• **Data shown**:
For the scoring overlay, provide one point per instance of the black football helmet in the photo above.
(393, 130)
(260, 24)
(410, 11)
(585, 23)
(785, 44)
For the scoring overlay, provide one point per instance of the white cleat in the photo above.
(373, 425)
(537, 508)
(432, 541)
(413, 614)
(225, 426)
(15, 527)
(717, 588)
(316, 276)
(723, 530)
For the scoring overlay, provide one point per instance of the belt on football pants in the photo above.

• **What you need to do**: Rewrite all of the data above as a numbered list, one line per item, and leave out any blank lines.

• **Reply to the task**:
1. For the scoring overlay, provide one point per instance of the black football helmet in the photo above.
2. (393, 130)
3. (260, 24)
4. (410, 11)
5. (585, 23)
6. (785, 44)
7. For the scoring overlay, provide one point per instance of the white cleat in the photo above.
8. (373, 425)
9. (537, 508)
10. (432, 541)
11. (413, 614)
12. (225, 426)
13. (15, 527)
14. (717, 588)
15. (316, 276)
16. (723, 530)
17. For the scoring overlay, provide one point per instance of the belt on football pants in the photo above.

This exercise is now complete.